On Tue, Apr 07, 2020 at 01:10:17PM +0200, Michal Hocko wrote: > On Tue 07-04-20 17:31:33, Yafang Shao wrote: > > I checked the explaination about ENOSPC in 73f576c04b94 ("mm: > > memcontrol: fix cgroup creation failure after many small jobs") > > carefully, but I don't a clear idea which one is better now. > > The changelog simply mentioned that without the additional id tracking > the ENOSPC would have been returned from elsewhere. I haven't checked > but I suspect it would be from the cgroup core. This patch just didn't > propagate the idr failure specifically and hid it under the ENOMEM > failure path. I can only speculate why that was the case but I suspect > that Johannes simply didn't consider the distinction important enough. The old -ENOSPC came directly from the memcg css online callback: - if (css->id > MEM_CGROUP_ID_MAX) - return -ENOSPC; And it only became a problem because, on big memory machines (128+G) with a high rate of short-lived jobs, lazily freed cgroups piled up over the course of multiple days and clogged up the ID space. Nobody actually tried to create 64k user-visible cgroups concurrently. It's hard to imagine any machine running that many meaningfully distinct memory consumers in parallel. So I didn't think (and still don't tbh) it matters all that much in practice what we return here. I'm not against changing it back to -ENOSPC. And I agree with Michal it might be better than -EBUSY because of the mkdir() interface. Given how unlikely this is to affect real setups, I don't think this patch is stable material.
On Tue, 7 Apr 2020 14:10:12 -0400 Johannes Weiner <hannes@cmpxchg.org> wrote: > Given how unlikely this is to affect real setups, I don't think this > patch is stable material. OK, thanks, done. I didn't notice any acks - is this patch otherwise good to go upstream?

[Rows from a segmentation dataset]
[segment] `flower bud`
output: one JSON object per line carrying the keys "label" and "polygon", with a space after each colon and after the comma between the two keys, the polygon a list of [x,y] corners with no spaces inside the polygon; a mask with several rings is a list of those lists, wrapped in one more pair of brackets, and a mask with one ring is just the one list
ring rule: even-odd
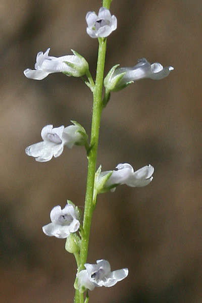
{"label": "flower bud", "polygon": [[79,252],[80,249],[81,239],[76,233],[70,233],[67,238],[65,249],[70,254]]}

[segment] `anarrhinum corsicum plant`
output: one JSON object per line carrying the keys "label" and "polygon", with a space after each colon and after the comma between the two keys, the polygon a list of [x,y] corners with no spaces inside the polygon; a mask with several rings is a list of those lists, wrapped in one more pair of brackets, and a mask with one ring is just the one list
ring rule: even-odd
{"label": "anarrhinum corsicum plant", "polygon": [[[154,168],[146,165],[134,171],[128,163],[118,164],[117,170],[102,171],[101,165],[96,171],[97,146],[101,114],[110,98],[111,92],[120,90],[134,81],[144,78],[158,80],[168,75],[173,70],[171,66],[164,68],[160,63],[150,64],[145,59],[138,60],[133,67],[113,67],[104,79],[107,38],[117,28],[117,18],[109,11],[112,0],[103,0],[98,15],[89,12],[86,16],[87,33],[98,42],[98,58],[95,81],[94,81],[86,60],[76,51],[73,55],[55,57],[49,56],[50,48],[36,57],[35,69],[27,69],[25,75],[31,79],[42,80],[52,73],[62,72],[68,76],[81,77],[90,89],[93,104],[90,139],[84,128],[78,122],[72,121],[72,125],[54,127],[44,126],[41,132],[42,141],[30,145],[25,149],[28,156],[37,161],[45,162],[53,157],[57,158],[63,151],[65,145],[72,148],[74,145],[85,147],[88,161],[86,191],[83,220],[78,207],[69,200],[65,207],[54,207],[50,212],[51,223],[42,227],[43,232],[49,236],[66,238],[65,248],[73,254],[77,266],[74,283],[74,303],[87,303],[88,290],[96,286],[113,286],[126,278],[128,269],[124,268],[111,271],[109,262],[98,260],[96,264],[87,263],[90,228],[93,212],[98,194],[126,184],[132,187],[143,187],[153,180]],[[102,99],[102,91],[105,94]],[[95,256],[96,258],[96,256]]]}

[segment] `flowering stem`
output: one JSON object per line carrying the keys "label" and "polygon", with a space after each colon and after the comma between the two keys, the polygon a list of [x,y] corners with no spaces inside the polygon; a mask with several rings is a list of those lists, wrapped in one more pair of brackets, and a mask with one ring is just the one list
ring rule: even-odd
{"label": "flowering stem", "polygon": [[[109,9],[111,1],[112,0],[104,0],[103,6]],[[93,188],[97,161],[99,126],[103,108],[102,94],[103,86],[107,39],[106,38],[99,38],[98,40],[99,42],[99,48],[95,83],[93,90],[93,106],[90,144],[89,152],[87,154],[87,158],[88,160],[88,173],[83,222],[83,233],[82,233],[83,234],[81,237],[81,250],[80,252],[79,271],[84,268],[84,265],[87,261],[90,225],[92,213],[94,208],[94,205],[93,203]],[[82,303],[83,302],[83,294],[82,294],[82,298],[81,296],[78,297],[76,292],[74,299],[75,303]],[[85,301],[86,302],[88,301],[88,295],[87,295]]]}
{"label": "flowering stem", "polygon": [[93,91],[93,106],[90,145],[91,149],[88,155],[88,174],[83,225],[84,235],[81,240],[80,255],[81,268],[84,268],[84,264],[87,261],[90,224],[94,208],[92,200],[94,175],[97,160],[99,125],[103,110],[102,92],[106,52],[106,43],[107,40],[106,38],[99,39],[97,73],[95,85]]}

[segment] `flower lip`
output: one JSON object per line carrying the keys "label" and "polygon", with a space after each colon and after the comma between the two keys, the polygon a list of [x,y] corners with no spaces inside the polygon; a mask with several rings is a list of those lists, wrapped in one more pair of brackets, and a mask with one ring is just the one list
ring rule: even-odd
{"label": "flower lip", "polygon": [[[136,171],[134,171],[133,167],[129,163],[120,163],[117,166],[116,168],[117,170],[99,173],[95,182],[95,188],[98,193],[105,192],[110,189],[114,191],[116,187],[120,184],[126,184],[132,187],[141,187],[148,184],[153,179],[152,175],[154,168],[150,164]],[[109,177],[103,184],[104,178],[110,173],[111,174]]]}
{"label": "flower lip", "polygon": [[55,207],[50,212],[50,218],[51,223],[42,227],[43,232],[47,236],[64,239],[79,228],[79,211],[69,201],[63,209],[59,205]]}
{"label": "flower lip", "polygon": [[60,72],[66,73],[68,76],[80,77],[88,69],[87,62],[75,50],[72,50],[73,55],[56,57],[48,55],[50,49],[47,48],[44,54],[42,52],[38,53],[35,70],[27,69],[24,71],[27,78],[42,80],[49,74]]}
{"label": "flower lip", "polygon": [[52,125],[46,125],[41,130],[41,142],[28,146],[25,153],[34,157],[36,161],[46,162],[53,157],[57,158],[62,153],[64,145],[71,148],[74,145],[83,145],[87,135],[84,129],[76,121],[74,125],[65,127],[62,125],[54,128]]}
{"label": "flower lip", "polygon": [[[84,264],[85,270],[77,274],[78,288],[82,287],[92,290],[95,286],[110,287],[126,278],[128,269],[123,268],[111,271],[110,263],[107,260],[97,260],[96,264]],[[84,289],[83,289],[84,290]]]}
{"label": "flower lip", "polygon": [[164,67],[157,62],[150,64],[145,58],[139,59],[137,62],[133,67],[117,68],[117,65],[112,68],[104,80],[105,87],[110,91],[117,91],[141,79],[163,79],[174,70],[172,66]]}
{"label": "flower lip", "polygon": [[87,24],[86,31],[91,38],[108,37],[117,27],[117,20],[111,16],[110,11],[100,8],[98,16],[94,12],[88,12],[86,16]]}

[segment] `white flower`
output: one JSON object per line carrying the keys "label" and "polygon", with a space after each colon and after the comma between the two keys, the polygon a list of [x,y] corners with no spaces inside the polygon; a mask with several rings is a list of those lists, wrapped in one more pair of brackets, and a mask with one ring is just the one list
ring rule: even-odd
{"label": "white flower", "polygon": [[174,70],[172,66],[163,67],[160,63],[150,64],[145,59],[138,61],[133,67],[117,68],[116,65],[110,71],[104,80],[104,85],[109,90],[119,90],[133,81],[144,78],[160,80],[168,76]]}
{"label": "white flower", "polygon": [[77,274],[79,291],[82,292],[85,289],[93,290],[95,286],[110,287],[128,275],[127,268],[111,272],[110,264],[106,260],[97,260],[96,263],[84,264],[86,269],[81,271]]}
{"label": "white flower", "polygon": [[54,207],[50,212],[50,218],[52,223],[42,228],[47,236],[64,239],[79,228],[79,212],[70,201],[68,200],[63,210],[59,205]]}
{"label": "white flower", "polygon": [[88,25],[86,31],[91,38],[108,37],[117,27],[116,17],[103,7],[99,9],[98,16],[94,12],[88,12],[85,19]]}
{"label": "white flower", "polygon": [[57,158],[60,156],[64,145],[71,148],[75,144],[83,144],[87,137],[83,128],[78,123],[65,128],[63,125],[54,128],[52,125],[46,125],[42,129],[41,135],[43,141],[25,149],[28,156],[35,157],[39,162],[46,162],[53,156]]}
{"label": "white flower", "polygon": [[48,56],[50,48],[43,54],[38,53],[35,70],[27,69],[24,74],[27,78],[34,80],[42,80],[49,74],[53,73],[65,73],[68,76],[80,77],[88,70],[88,64],[84,58],[72,49],[74,55],[55,57]]}
{"label": "white flower", "polygon": [[[126,184],[132,187],[141,187],[148,184],[153,179],[152,175],[154,168],[150,164],[135,172],[132,167],[128,163],[118,164],[116,168],[118,170],[102,172],[98,177],[98,181],[97,181],[98,184],[95,184],[95,188],[96,186],[99,187],[99,182],[102,184],[103,177],[112,172],[112,174],[104,184],[104,189],[103,191],[109,189],[111,189],[112,191],[114,191],[115,187],[119,184]],[[98,189],[97,192],[99,191],[101,192],[102,191]]]}

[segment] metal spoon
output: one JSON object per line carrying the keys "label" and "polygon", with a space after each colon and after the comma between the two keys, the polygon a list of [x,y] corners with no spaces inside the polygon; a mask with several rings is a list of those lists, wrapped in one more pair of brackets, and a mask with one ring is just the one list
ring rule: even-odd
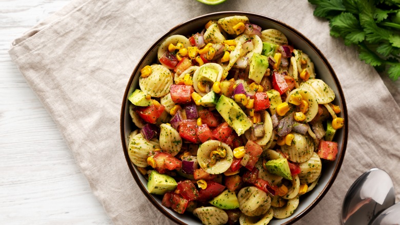
{"label": "metal spoon", "polygon": [[358,177],[345,197],[344,224],[368,224],[395,201],[394,186],[385,171],[373,168]]}
{"label": "metal spoon", "polygon": [[391,206],[379,214],[371,225],[392,225],[400,224],[400,202]]}

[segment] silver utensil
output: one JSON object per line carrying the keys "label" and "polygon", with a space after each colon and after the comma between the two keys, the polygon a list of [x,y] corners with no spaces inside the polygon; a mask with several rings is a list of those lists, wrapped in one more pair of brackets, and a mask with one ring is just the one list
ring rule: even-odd
{"label": "silver utensil", "polygon": [[394,204],[395,200],[394,186],[389,174],[381,169],[371,169],[358,177],[347,191],[342,208],[342,222],[369,224]]}

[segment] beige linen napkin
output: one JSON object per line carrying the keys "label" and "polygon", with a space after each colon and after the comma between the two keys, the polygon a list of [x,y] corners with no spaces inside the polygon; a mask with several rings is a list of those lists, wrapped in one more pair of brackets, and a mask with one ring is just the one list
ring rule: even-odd
{"label": "beige linen napkin", "polygon": [[205,13],[250,11],[289,24],[330,61],[345,92],[349,124],[336,181],[297,223],[338,224],[346,192],[363,172],[383,168],[400,190],[400,108],[378,74],[354,49],[330,36],[328,22],[315,17],[313,10],[306,0],[227,0],[213,7],[195,0],[74,0],[16,39],[9,53],[113,221],[172,224],[141,193],[122,151],[121,104],[136,63],[170,28]]}

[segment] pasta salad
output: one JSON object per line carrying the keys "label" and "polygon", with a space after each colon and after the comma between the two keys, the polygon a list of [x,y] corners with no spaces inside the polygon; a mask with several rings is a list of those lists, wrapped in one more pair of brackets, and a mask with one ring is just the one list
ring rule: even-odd
{"label": "pasta salad", "polygon": [[203,224],[288,217],[336,159],[335,93],[279,30],[235,15],[198,31],[141,70],[129,158],[163,205]]}

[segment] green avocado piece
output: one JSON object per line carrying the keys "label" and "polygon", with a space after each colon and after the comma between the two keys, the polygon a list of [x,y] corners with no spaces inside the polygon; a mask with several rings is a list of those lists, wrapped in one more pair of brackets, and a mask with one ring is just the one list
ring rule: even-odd
{"label": "green avocado piece", "polygon": [[278,45],[276,44],[271,42],[263,42],[263,50],[261,54],[266,57],[273,56],[277,48]]}
{"label": "green avocado piece", "polygon": [[259,84],[268,68],[268,58],[258,53],[254,53],[250,61],[249,78]]}
{"label": "green avocado piece", "polygon": [[218,77],[218,70],[207,66],[200,68],[198,80],[199,81],[207,81],[214,83]]}
{"label": "green avocado piece", "polygon": [[137,106],[149,106],[153,104],[153,102],[151,99],[146,98],[147,95],[147,94],[142,90],[136,89],[128,97],[128,99],[132,104]]}
{"label": "green avocado piece", "polygon": [[233,99],[223,95],[218,100],[215,109],[239,136],[253,125],[240,106]]}
{"label": "green avocado piece", "polygon": [[239,201],[234,192],[223,191],[209,201],[210,203],[222,210],[233,210],[239,207]]}
{"label": "green avocado piece", "polygon": [[288,159],[286,158],[269,160],[265,163],[265,167],[271,174],[280,176],[288,180],[292,180],[290,168],[289,167]]}
{"label": "green avocado piece", "polygon": [[150,173],[147,181],[149,193],[156,195],[164,195],[173,191],[177,185],[176,181],[172,177],[160,174],[156,171]]}
{"label": "green avocado piece", "polygon": [[326,133],[325,133],[325,141],[332,141],[335,136],[336,130],[332,127],[332,121],[328,121],[326,122]]}
{"label": "green avocado piece", "polygon": [[214,107],[218,102],[218,95],[211,90],[202,97],[198,101],[200,104],[204,107]]}

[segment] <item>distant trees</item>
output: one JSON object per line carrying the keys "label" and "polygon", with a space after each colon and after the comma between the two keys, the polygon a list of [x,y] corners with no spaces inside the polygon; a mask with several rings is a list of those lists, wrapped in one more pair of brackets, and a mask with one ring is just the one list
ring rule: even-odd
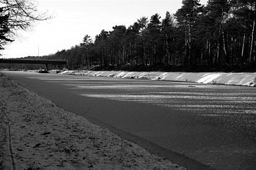
{"label": "distant trees", "polygon": [[38,11],[37,5],[28,0],[0,0],[0,49],[13,41],[17,29],[26,29],[35,21],[51,18]]}
{"label": "distant trees", "polygon": [[126,28],[103,29],[94,42],[83,42],[51,57],[68,60],[71,69],[93,65],[194,66],[255,62],[253,0],[183,0],[174,15],[142,16]]}

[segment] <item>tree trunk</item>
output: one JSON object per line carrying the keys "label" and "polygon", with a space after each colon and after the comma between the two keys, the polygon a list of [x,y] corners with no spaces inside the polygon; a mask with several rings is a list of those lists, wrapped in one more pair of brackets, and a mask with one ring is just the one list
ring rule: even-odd
{"label": "tree trunk", "polygon": [[[255,12],[254,12],[254,14],[255,14]],[[254,16],[255,16],[255,15],[254,15]],[[252,53],[253,53],[253,43],[254,43],[254,29],[255,29],[255,18],[254,18],[254,20],[253,20],[253,31],[251,31],[251,49],[250,49],[250,62],[252,62],[253,61],[253,60],[255,60],[255,56],[254,56],[254,59],[253,59],[253,57],[252,57]]]}

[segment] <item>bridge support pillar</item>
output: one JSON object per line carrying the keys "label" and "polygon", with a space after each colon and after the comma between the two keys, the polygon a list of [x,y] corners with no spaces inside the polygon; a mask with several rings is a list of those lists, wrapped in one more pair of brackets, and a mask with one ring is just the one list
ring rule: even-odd
{"label": "bridge support pillar", "polygon": [[46,71],[48,71],[49,70],[49,65],[48,64],[45,64],[44,65],[46,66]]}

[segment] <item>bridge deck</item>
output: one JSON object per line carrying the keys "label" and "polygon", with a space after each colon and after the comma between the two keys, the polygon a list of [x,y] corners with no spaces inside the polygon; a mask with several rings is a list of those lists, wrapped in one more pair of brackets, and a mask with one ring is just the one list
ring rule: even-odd
{"label": "bridge deck", "polygon": [[29,63],[46,65],[67,65],[67,61],[63,60],[15,60],[0,59],[0,63]]}

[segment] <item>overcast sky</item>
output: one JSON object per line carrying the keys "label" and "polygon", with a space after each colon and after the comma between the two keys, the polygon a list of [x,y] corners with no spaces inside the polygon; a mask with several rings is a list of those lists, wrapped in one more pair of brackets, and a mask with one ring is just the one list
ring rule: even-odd
{"label": "overcast sky", "polygon": [[[182,0],[37,1],[39,11],[48,10],[55,18],[37,23],[32,30],[20,31],[14,42],[0,51],[0,58],[55,53],[79,45],[86,34],[94,40],[102,29],[112,31],[116,25],[128,27],[142,16],[150,19],[156,13],[162,20],[166,11],[174,14],[182,5]],[[206,2],[201,1],[202,4]]]}

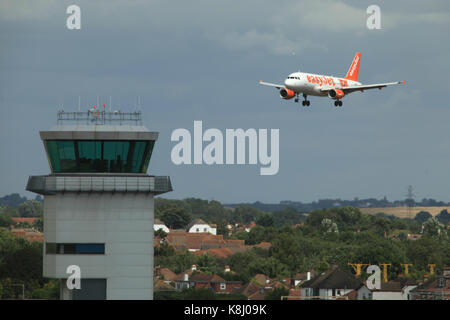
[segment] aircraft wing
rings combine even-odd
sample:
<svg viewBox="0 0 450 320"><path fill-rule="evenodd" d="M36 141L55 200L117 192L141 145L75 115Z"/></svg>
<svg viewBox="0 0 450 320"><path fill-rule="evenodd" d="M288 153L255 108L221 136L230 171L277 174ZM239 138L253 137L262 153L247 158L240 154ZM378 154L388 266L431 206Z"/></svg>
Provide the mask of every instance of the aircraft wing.
<svg viewBox="0 0 450 320"><path fill-rule="evenodd" d="M264 82L262 80L259 82L259 84L262 84L264 86L269 86L269 87L275 87L277 89L285 88L285 86L282 84L269 83L269 82Z"/></svg>
<svg viewBox="0 0 450 320"><path fill-rule="evenodd" d="M405 81L396 81L396 82L386 82L386 83L376 83L376 84L363 84L363 85L359 85L359 86L351 86L351 87L341 87L338 88L336 87L336 89L340 89L342 91L344 91L345 93L351 93L354 91L361 91L363 92L364 90L370 90L370 89L381 89L387 86L391 86L394 84L405 84ZM320 89L320 91L322 92L328 92L331 89L333 89L332 87L327 87L327 88L322 88Z"/></svg>

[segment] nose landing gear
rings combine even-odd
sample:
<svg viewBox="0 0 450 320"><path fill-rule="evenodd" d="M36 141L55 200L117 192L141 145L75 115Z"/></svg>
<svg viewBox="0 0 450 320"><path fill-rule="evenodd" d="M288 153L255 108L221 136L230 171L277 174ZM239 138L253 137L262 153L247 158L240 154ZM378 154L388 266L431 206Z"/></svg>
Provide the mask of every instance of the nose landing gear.
<svg viewBox="0 0 450 320"><path fill-rule="evenodd" d="M336 100L336 101L334 102L334 106L335 106L335 107L337 107L337 106L342 107L342 101L341 101L341 100Z"/></svg>
<svg viewBox="0 0 450 320"><path fill-rule="evenodd" d="M306 94L303 94L303 98L305 100L302 101L302 106L304 106L304 107L309 107L309 105L311 104L311 102L307 99L307 97L308 96Z"/></svg>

Work instructions ->
A. According to the thread, why did the old -ENOSPC return from the memcg css online callback become a problem? Answer in one to three sentences.
B. Rewrite the paragraph of the thread beginning "On Tue, 7 Apr 2020 14:10:12 -0400" as a brief summary in one or two sentences.
C. In the thread, which error code does Johannes Weiner agree with Michal might be better than -EBUSY because of the mkdir() interface?

Task results ->
A. It became a problem because on big memory machines (128+G) with a high rate of short-lived jobs, lazily freed cgroups piled up over multiple days and clogged up the ID space. Nobody was actually trying to create 64k user-visible cgroups concurrently.

B. Quoting Johannes Weiner's view that the patch is too unlikely to affect real setups to be stable material, the writer replies that this is done. Having noticed no acks, the writer asks whether the patch is otherwise good to go upstream.

C. -ENOSPC.